> **What to produce**: What is needed is an exact copy of the lines from the one containing "Target: silver fork" through the last line of the entries below, both included.

Top of Extracted information

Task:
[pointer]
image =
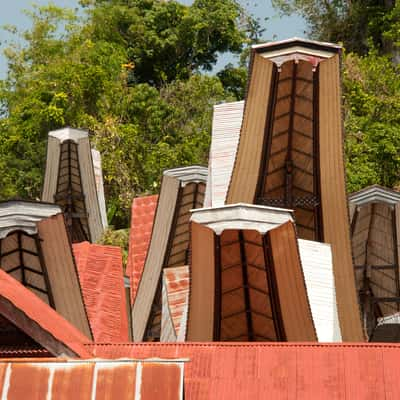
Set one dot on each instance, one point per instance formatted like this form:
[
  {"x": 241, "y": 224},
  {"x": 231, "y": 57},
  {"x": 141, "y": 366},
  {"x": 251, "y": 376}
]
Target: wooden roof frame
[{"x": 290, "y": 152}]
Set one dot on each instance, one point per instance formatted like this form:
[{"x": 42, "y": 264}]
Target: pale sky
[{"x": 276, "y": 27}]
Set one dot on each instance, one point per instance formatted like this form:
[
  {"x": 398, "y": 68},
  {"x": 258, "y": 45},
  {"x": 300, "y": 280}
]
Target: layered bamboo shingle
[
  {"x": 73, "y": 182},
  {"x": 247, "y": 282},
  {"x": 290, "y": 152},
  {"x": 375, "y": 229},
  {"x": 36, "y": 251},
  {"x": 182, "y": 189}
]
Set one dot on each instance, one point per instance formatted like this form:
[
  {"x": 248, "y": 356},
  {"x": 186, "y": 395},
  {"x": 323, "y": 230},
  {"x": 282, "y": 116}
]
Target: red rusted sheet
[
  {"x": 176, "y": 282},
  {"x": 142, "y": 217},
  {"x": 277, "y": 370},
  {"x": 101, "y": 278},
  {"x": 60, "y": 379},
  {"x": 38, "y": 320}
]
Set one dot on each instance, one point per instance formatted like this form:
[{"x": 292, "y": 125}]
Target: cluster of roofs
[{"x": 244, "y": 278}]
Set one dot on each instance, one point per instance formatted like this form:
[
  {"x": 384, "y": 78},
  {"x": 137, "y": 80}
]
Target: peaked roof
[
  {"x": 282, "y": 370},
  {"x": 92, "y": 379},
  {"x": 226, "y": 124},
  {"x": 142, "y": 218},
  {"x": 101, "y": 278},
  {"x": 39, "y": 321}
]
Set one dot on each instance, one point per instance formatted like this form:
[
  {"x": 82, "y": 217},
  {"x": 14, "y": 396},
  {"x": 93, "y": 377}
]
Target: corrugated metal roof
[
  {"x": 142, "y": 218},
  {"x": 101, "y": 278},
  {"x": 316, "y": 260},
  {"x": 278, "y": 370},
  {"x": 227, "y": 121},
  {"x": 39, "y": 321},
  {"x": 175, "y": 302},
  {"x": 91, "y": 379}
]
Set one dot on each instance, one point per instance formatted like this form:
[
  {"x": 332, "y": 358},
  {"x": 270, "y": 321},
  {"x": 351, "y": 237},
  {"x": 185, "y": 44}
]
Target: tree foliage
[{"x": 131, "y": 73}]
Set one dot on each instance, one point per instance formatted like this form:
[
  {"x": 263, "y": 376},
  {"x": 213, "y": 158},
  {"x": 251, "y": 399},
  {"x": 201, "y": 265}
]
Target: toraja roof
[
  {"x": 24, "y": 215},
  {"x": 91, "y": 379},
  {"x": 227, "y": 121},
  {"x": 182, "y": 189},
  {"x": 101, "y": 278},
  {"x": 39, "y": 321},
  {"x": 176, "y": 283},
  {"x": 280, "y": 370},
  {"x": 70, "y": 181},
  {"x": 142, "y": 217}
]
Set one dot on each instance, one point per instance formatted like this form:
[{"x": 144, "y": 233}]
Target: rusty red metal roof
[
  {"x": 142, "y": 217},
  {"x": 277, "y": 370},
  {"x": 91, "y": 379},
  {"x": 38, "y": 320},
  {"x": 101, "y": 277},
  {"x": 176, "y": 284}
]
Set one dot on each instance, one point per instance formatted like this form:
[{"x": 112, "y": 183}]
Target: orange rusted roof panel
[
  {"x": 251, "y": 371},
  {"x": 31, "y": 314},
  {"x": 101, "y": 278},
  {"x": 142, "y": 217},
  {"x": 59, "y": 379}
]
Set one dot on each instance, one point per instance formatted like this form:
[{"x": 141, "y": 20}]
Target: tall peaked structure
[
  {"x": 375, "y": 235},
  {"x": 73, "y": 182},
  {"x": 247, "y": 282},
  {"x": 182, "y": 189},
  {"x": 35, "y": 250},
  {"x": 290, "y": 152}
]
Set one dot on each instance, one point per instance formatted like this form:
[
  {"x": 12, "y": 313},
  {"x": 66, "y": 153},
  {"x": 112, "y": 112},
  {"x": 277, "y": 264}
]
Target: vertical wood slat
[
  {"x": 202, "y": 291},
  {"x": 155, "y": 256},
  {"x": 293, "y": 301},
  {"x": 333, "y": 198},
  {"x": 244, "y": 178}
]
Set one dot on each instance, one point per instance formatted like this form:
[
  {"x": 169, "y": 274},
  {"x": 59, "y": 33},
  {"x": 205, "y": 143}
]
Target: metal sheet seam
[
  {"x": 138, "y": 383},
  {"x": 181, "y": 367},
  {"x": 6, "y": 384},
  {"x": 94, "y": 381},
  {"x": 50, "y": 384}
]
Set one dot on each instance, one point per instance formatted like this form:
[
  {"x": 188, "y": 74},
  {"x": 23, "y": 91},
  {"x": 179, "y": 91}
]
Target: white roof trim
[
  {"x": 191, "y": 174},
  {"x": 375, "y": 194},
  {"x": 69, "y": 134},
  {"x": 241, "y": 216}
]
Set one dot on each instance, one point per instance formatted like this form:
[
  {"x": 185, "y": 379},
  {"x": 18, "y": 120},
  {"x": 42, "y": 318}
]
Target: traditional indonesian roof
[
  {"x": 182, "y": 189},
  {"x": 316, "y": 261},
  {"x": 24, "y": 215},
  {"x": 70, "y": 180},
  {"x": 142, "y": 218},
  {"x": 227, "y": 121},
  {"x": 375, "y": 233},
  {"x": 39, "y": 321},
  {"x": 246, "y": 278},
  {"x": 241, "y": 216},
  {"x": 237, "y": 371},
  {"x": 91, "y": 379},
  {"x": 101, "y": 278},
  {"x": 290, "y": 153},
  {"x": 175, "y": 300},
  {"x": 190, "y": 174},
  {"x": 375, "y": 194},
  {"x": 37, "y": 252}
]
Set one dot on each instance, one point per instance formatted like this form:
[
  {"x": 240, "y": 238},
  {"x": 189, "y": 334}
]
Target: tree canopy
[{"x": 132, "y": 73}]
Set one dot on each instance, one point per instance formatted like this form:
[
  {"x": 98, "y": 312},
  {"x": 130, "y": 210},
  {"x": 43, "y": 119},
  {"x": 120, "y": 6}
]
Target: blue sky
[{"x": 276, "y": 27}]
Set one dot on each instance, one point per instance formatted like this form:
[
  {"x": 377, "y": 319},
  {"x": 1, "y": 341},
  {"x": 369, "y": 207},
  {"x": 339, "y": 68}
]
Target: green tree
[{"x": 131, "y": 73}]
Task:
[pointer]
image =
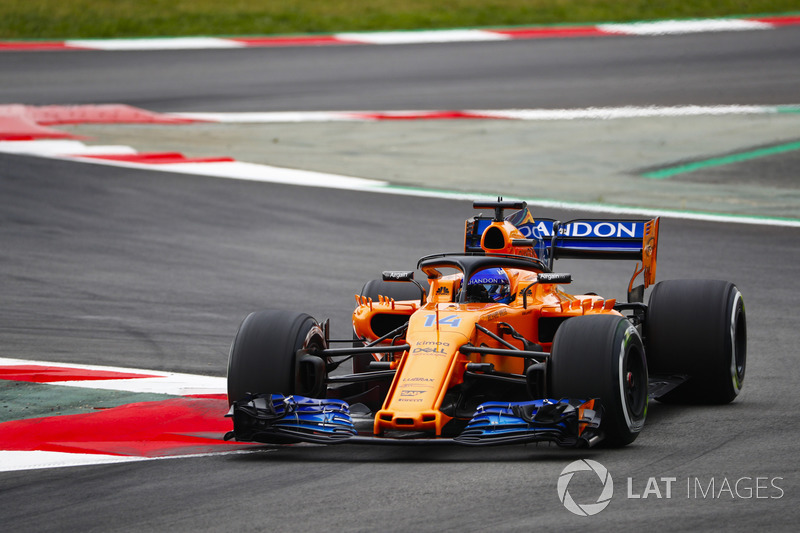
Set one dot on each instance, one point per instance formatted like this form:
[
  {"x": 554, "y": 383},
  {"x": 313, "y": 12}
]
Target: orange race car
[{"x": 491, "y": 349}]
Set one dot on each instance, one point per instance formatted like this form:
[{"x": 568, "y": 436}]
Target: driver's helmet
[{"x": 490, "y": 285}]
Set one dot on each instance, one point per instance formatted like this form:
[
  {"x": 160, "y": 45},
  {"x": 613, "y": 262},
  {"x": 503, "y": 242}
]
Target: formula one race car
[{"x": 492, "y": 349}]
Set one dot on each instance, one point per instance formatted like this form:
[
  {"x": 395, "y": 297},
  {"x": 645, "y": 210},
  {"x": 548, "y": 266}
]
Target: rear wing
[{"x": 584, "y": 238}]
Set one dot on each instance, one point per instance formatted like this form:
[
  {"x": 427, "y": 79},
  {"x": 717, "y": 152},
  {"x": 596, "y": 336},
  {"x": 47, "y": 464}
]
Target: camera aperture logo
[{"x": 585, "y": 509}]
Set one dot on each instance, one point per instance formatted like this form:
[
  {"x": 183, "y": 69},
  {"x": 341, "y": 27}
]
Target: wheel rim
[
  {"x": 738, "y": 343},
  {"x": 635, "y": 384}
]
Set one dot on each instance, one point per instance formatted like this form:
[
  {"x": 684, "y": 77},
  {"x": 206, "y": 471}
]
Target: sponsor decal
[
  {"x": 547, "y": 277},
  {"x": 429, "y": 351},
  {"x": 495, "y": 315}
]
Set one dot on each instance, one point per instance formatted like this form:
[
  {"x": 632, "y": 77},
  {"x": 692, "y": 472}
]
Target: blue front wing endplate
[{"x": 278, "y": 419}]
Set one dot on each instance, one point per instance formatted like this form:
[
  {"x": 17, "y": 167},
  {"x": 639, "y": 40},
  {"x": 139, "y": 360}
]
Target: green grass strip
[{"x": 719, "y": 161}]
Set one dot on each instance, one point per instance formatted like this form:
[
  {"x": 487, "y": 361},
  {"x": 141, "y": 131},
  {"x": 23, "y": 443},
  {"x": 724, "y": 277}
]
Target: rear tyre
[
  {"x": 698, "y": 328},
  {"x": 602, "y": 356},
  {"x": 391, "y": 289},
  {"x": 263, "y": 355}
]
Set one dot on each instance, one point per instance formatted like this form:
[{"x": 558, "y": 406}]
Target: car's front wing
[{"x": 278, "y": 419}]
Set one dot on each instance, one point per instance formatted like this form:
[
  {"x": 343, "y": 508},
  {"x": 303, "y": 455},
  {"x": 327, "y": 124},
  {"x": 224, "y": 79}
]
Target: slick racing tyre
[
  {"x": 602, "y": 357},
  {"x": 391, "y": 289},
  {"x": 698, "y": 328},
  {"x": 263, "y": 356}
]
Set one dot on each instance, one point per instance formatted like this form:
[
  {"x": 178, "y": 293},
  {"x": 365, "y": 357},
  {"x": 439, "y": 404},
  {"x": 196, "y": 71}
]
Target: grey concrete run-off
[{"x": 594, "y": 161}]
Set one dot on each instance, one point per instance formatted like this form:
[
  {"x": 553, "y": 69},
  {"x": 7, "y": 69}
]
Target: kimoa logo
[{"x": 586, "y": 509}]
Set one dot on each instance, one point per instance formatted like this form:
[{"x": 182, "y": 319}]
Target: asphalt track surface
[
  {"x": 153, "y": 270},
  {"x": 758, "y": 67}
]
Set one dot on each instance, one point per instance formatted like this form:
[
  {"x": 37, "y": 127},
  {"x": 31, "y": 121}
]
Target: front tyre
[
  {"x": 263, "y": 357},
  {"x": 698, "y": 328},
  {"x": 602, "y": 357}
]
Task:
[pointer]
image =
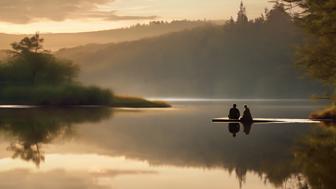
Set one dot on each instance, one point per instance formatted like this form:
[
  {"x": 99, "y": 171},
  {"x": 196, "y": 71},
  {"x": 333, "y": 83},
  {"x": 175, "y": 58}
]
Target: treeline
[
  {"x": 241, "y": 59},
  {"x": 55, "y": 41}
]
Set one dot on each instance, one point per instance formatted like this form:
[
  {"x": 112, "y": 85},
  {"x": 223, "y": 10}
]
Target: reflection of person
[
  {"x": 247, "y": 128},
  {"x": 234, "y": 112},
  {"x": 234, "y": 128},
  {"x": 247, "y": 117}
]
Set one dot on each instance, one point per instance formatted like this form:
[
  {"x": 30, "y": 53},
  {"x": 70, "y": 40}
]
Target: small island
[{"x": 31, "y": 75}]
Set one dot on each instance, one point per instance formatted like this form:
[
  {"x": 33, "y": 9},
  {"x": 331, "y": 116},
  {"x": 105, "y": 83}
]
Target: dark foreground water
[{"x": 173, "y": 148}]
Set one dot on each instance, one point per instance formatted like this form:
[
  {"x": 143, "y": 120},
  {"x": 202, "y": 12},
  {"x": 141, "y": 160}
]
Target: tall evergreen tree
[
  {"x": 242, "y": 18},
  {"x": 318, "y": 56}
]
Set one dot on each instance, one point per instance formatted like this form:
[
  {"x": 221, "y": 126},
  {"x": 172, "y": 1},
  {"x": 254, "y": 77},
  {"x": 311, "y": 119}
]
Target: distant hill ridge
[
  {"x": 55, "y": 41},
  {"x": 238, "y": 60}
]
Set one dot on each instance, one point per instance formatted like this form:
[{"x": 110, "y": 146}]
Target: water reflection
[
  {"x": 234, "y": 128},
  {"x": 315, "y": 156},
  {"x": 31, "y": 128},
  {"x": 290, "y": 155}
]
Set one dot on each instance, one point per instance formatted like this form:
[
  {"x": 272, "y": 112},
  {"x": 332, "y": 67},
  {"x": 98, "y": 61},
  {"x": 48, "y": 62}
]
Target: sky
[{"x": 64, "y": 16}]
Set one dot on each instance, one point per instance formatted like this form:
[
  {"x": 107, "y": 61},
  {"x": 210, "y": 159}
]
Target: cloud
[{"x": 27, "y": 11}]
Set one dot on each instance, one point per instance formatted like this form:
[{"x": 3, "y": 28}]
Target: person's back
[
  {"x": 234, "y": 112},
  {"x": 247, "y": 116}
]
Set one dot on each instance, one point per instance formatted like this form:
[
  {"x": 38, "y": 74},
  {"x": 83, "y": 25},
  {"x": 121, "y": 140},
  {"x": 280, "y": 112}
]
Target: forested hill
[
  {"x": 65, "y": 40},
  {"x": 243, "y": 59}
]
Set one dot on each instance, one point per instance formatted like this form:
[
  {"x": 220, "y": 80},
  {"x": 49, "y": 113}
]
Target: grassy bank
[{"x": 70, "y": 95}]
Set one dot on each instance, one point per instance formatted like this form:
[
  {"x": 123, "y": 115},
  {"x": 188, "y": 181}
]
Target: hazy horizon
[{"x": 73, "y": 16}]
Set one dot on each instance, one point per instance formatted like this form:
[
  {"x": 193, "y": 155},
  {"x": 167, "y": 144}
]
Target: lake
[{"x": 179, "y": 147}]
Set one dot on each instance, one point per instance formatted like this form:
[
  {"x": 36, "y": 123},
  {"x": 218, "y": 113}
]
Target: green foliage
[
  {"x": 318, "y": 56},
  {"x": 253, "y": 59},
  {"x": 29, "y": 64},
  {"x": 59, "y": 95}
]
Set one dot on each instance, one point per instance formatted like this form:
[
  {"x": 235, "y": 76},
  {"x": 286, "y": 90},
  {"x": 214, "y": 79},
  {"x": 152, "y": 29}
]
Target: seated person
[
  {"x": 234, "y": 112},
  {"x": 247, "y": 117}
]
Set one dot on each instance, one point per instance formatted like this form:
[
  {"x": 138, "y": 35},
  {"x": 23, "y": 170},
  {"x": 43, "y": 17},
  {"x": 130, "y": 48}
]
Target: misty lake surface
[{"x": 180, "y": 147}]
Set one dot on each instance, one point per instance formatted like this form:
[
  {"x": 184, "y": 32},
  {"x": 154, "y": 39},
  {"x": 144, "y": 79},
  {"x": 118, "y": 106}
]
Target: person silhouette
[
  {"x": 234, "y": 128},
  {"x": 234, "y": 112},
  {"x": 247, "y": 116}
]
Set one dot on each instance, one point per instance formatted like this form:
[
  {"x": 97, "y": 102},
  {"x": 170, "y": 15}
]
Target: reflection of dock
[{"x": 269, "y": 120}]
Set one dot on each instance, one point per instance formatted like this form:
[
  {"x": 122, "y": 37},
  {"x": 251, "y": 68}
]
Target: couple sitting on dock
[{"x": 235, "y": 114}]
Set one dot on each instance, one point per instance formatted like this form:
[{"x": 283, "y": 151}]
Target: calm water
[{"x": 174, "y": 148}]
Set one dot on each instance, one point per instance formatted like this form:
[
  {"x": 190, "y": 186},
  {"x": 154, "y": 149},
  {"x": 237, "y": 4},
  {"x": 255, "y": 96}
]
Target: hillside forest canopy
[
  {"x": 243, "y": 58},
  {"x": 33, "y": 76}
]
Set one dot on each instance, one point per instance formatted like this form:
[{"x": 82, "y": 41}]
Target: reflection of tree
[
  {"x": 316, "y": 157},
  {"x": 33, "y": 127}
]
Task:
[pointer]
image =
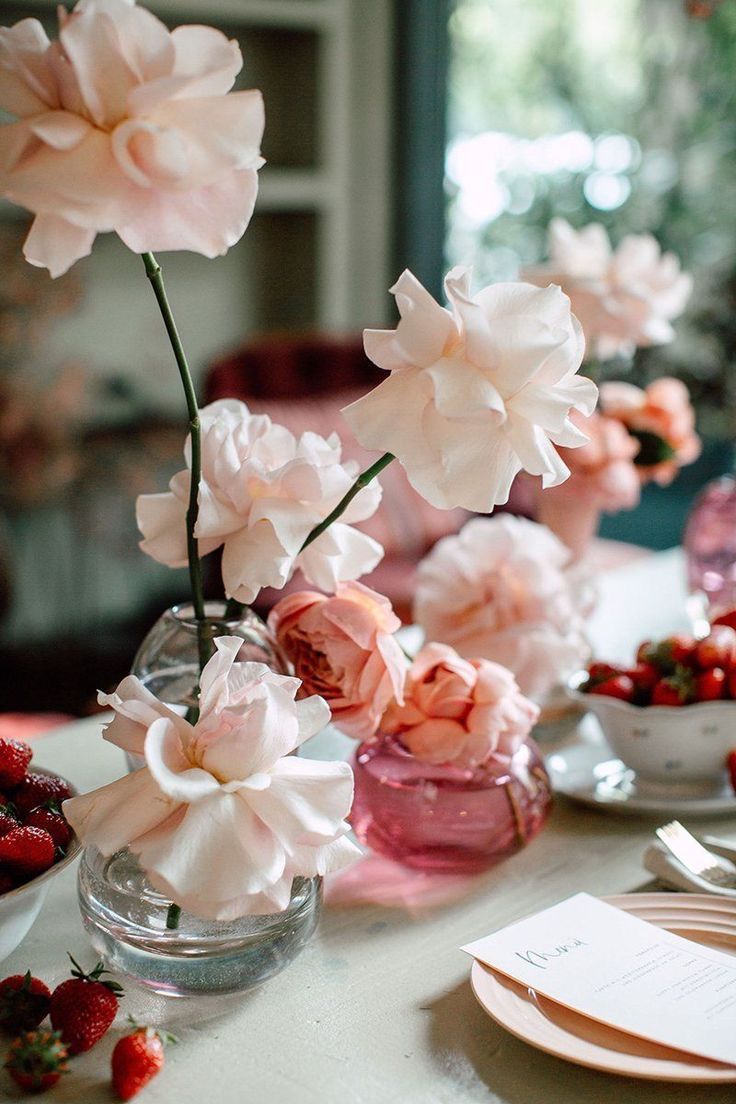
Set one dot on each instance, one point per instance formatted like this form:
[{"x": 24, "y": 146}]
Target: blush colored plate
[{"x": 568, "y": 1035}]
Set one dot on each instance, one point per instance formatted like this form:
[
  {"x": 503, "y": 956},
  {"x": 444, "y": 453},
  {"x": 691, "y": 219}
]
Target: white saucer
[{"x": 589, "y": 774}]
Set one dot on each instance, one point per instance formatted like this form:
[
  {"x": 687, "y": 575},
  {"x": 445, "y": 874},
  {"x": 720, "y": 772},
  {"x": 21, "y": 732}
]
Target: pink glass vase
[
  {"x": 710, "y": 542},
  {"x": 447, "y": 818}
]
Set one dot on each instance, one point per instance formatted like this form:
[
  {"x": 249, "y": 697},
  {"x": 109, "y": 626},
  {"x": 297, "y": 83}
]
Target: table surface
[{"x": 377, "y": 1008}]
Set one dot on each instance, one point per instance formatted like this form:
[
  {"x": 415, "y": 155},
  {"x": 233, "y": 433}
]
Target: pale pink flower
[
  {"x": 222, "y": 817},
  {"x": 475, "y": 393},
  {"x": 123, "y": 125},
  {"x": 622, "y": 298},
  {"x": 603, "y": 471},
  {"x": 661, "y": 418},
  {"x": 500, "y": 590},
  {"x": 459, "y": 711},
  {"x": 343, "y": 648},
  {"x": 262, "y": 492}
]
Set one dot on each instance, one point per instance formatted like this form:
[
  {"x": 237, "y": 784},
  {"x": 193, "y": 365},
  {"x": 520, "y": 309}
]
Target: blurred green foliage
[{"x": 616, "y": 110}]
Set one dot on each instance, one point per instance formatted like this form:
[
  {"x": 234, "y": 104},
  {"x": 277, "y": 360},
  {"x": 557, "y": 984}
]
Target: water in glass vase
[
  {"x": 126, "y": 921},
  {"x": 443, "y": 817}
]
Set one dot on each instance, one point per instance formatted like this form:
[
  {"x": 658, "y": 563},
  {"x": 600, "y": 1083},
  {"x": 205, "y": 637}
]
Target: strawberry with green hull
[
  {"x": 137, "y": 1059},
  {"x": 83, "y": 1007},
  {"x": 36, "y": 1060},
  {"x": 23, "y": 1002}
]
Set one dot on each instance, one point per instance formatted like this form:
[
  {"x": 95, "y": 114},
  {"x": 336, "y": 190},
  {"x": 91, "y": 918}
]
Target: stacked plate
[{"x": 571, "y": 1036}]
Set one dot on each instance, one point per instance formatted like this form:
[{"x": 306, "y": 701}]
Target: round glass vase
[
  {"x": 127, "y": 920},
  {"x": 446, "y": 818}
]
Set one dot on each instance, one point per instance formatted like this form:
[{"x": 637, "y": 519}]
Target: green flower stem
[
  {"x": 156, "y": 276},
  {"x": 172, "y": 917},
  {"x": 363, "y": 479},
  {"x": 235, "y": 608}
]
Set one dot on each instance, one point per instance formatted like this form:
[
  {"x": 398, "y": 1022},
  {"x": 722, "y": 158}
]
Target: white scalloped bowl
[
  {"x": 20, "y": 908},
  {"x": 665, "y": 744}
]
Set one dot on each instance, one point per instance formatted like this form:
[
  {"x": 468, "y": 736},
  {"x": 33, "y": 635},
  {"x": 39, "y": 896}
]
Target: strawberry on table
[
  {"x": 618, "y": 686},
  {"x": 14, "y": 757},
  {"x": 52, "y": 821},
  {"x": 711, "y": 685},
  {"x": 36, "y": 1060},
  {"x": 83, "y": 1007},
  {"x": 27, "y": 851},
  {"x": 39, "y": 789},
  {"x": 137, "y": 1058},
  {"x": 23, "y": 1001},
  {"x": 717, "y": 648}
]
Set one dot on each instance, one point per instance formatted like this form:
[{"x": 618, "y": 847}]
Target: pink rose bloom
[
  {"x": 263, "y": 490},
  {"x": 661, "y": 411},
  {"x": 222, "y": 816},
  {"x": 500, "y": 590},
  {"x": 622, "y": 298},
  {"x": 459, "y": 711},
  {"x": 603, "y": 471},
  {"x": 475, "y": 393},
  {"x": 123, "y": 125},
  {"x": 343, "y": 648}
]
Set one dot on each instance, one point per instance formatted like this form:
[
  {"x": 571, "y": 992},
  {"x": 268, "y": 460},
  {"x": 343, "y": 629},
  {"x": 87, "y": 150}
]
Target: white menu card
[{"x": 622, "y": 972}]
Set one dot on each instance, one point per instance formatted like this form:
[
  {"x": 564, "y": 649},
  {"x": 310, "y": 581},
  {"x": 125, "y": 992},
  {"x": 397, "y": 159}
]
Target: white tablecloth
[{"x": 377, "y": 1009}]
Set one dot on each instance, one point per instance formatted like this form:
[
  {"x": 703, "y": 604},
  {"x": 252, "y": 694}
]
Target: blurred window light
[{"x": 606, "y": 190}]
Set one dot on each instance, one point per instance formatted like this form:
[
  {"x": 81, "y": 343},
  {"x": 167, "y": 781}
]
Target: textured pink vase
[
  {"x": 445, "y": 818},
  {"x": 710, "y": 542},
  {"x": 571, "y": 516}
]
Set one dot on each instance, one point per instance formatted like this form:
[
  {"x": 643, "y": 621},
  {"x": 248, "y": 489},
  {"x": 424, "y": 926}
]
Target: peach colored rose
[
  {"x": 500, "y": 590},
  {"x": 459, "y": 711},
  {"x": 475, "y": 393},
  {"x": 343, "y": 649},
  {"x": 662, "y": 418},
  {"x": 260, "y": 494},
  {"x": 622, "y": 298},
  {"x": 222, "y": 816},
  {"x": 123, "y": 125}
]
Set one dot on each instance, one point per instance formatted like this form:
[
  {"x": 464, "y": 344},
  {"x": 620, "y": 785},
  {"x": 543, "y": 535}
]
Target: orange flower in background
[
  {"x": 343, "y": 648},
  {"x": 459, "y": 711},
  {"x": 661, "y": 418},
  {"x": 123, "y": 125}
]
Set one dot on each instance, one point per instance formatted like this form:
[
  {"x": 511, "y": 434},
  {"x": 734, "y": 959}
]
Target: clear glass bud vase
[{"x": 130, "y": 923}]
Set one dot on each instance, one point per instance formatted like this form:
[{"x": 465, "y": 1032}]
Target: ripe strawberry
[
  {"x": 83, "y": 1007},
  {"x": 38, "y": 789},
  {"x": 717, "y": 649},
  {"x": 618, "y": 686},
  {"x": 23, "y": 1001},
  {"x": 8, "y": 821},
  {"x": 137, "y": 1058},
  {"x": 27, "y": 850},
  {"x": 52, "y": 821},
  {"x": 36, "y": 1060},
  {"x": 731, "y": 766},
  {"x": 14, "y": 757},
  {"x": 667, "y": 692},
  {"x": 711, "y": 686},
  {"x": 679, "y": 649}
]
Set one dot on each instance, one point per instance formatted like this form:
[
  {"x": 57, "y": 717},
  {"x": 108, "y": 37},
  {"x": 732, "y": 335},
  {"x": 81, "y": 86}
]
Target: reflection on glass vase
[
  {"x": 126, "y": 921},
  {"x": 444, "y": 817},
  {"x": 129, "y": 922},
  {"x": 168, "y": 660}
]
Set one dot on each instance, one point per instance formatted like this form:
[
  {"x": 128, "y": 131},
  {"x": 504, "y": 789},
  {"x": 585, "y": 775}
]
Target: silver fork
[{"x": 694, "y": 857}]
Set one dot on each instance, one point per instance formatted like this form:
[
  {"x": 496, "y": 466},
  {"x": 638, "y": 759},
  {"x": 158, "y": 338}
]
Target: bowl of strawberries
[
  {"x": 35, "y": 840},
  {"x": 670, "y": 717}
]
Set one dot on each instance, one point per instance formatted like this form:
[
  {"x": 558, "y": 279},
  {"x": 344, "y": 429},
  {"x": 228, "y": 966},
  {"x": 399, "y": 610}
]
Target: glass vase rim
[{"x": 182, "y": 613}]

Bottom of Extracted information

> **The completed task**:
Target: silver fork
[{"x": 694, "y": 857}]
Set one dot on each instance, one point per instance formatted like this form:
[
  {"x": 496, "y": 466},
  {"x": 638, "y": 759},
  {"x": 158, "y": 338}
]
Target: bowl of strawberries
[
  {"x": 35, "y": 840},
  {"x": 670, "y": 717}
]
Set one dot on each instance, one point per instance formatted like this form:
[
  {"x": 558, "y": 279},
  {"x": 344, "y": 429},
  {"x": 228, "y": 966},
  {"x": 399, "y": 610}
]
Target: glass vase rim
[{"x": 182, "y": 613}]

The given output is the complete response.